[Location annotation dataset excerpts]
::::::::
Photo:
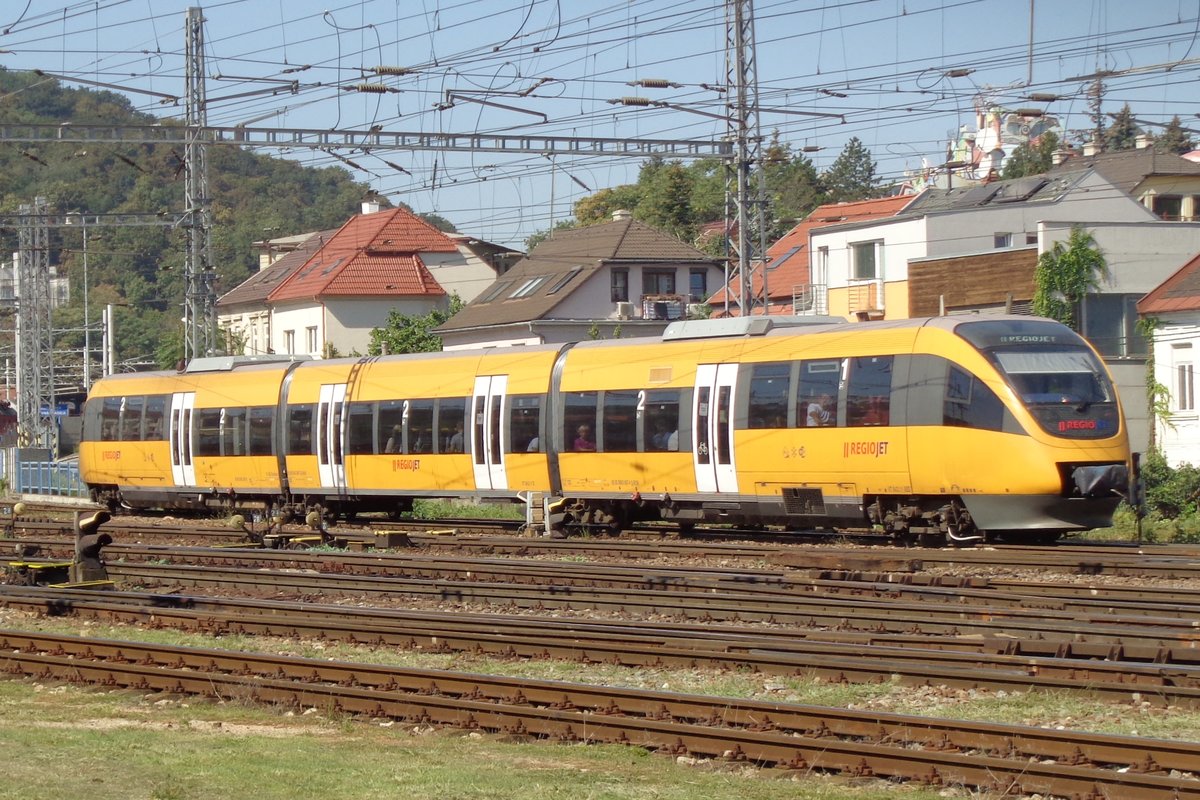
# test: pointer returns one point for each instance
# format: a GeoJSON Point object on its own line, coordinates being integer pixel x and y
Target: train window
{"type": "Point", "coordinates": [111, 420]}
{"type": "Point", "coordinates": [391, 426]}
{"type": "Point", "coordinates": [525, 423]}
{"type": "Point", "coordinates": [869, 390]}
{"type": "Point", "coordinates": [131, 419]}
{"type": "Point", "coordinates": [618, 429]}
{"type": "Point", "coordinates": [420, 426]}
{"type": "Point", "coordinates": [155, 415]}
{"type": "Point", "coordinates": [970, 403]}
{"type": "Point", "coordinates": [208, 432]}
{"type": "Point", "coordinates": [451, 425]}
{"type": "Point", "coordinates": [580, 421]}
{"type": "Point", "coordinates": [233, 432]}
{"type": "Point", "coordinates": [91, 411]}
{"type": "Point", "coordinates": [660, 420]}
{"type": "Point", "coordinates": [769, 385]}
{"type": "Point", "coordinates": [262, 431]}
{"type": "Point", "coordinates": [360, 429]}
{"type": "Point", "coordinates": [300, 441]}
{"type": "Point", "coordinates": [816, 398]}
::::::::
**What is being asked:**
Which lines in the records contain the word "each" with matching case? Collect every one of them.

**The solution:**
# test: pointer returns one point for each instance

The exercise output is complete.